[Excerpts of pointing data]
* Start *

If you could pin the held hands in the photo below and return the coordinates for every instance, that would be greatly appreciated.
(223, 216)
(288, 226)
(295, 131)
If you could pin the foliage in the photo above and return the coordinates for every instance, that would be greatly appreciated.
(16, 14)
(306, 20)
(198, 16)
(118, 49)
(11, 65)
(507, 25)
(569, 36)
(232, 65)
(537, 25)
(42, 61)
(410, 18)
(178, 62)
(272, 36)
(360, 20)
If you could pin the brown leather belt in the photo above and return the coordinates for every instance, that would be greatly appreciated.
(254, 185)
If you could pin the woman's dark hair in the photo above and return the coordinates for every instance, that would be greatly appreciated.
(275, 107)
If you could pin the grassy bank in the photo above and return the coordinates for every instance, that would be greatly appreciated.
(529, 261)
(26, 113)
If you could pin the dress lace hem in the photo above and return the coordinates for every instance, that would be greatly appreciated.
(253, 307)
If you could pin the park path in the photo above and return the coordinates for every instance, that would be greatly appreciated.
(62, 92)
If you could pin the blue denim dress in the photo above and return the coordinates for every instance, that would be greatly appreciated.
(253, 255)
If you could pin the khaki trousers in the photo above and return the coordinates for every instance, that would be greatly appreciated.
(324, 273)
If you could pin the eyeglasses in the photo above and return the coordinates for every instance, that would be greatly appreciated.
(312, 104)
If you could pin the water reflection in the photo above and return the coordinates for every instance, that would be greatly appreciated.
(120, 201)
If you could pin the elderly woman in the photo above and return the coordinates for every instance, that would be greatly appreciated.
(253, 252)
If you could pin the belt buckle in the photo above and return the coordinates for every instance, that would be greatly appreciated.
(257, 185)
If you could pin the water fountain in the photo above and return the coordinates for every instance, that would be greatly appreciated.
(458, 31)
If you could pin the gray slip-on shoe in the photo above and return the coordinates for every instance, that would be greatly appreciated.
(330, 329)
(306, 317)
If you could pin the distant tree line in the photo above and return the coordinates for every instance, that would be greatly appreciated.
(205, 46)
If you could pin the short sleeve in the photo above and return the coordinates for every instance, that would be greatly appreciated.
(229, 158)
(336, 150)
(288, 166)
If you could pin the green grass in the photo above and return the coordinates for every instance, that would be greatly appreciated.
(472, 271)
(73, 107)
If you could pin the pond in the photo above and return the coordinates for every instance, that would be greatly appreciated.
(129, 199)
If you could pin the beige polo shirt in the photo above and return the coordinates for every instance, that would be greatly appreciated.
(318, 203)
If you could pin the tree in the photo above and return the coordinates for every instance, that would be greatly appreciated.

* End *

Change "greatly appreciated" to "much appreciated" in every one of the entries, then write them all out again with nothing else altered.

If you could pin the held hands in the photo below and return the coordinates for every instance, that would be much appreciated.
(223, 216)
(288, 226)
(295, 131)
If you could pin the foliage in the photo above and return the coordinates for every instance, that would be much appreciated.
(16, 14)
(306, 20)
(198, 16)
(118, 49)
(11, 65)
(507, 25)
(569, 36)
(232, 65)
(537, 25)
(42, 61)
(410, 18)
(178, 62)
(272, 36)
(360, 20)
If you could pin the brown leather belt in the photo above and return the coordinates for every instance, that would be much appreciated.
(254, 185)
If you could pin the woman's dark hair in the photo above and return the coordinates for every instance, that would be much appreciated.
(275, 107)
If you could pin the grassy bank in the photo above and return the coordinates for every instance, that would be much appreciated.
(529, 261)
(26, 113)
If you could pin the dress lace hem in the photo above and return the coordinates for every instance, that would be much appreciated.
(253, 307)
If you could pin the park path in the photo above and return the coordinates for every instance, that would be much appreciated.
(62, 92)
If you could pin the blue denim dress in the photo above and return the coordinates for every instance, that would be much appreciated.
(253, 255)
If you could pin the khaki trousers in the photo above and return the coordinates for every instance, that would be much appreciated.
(324, 273)
If you could pin the eyeglasses in the photo above and return the coordinates for every instance, that would be much appreciated.
(312, 104)
If you could pin the water reflection in the photo above and return the coordinates for every instance, that would be much appreciated.
(120, 201)
If you could pin the elderly woman in the photo above and return the coordinates for every instance, that would be much appreciated.
(253, 252)
If you could pin the belt buckle in the photo above and return the coordinates for every instance, that would be much appreciated.
(257, 185)
If you could pin the water fountain in the photo above and return the coordinates for every instance, that would be much appreciated.
(458, 31)
If you could pin the gray slip-on shoe in the photo above and return the coordinates for every instance, that would be much appreciated.
(330, 329)
(306, 317)
If you could pin the distant tree line in the photo above and return the coordinates for every instance, that would be much appreciated.
(205, 46)
If you could pin the short sleeve in the photo above and return the coordinates for every instance, that would be much appreciated.
(229, 158)
(336, 150)
(288, 166)
If you could pin the green grass in the photo above and return the coordinates for every instance, that would be much appreciated.
(472, 271)
(73, 107)
If you could pin the pond in the photo above and return the coordinates for every instance, that would be much appreciated.
(129, 199)
If you could pin the beige polo shirt in the photo above and return the coordinates for every instance, that would be much appreciated.
(318, 203)
If you could pin the tree in the photo above and return the coordinates for every instance, that would be much appreciated.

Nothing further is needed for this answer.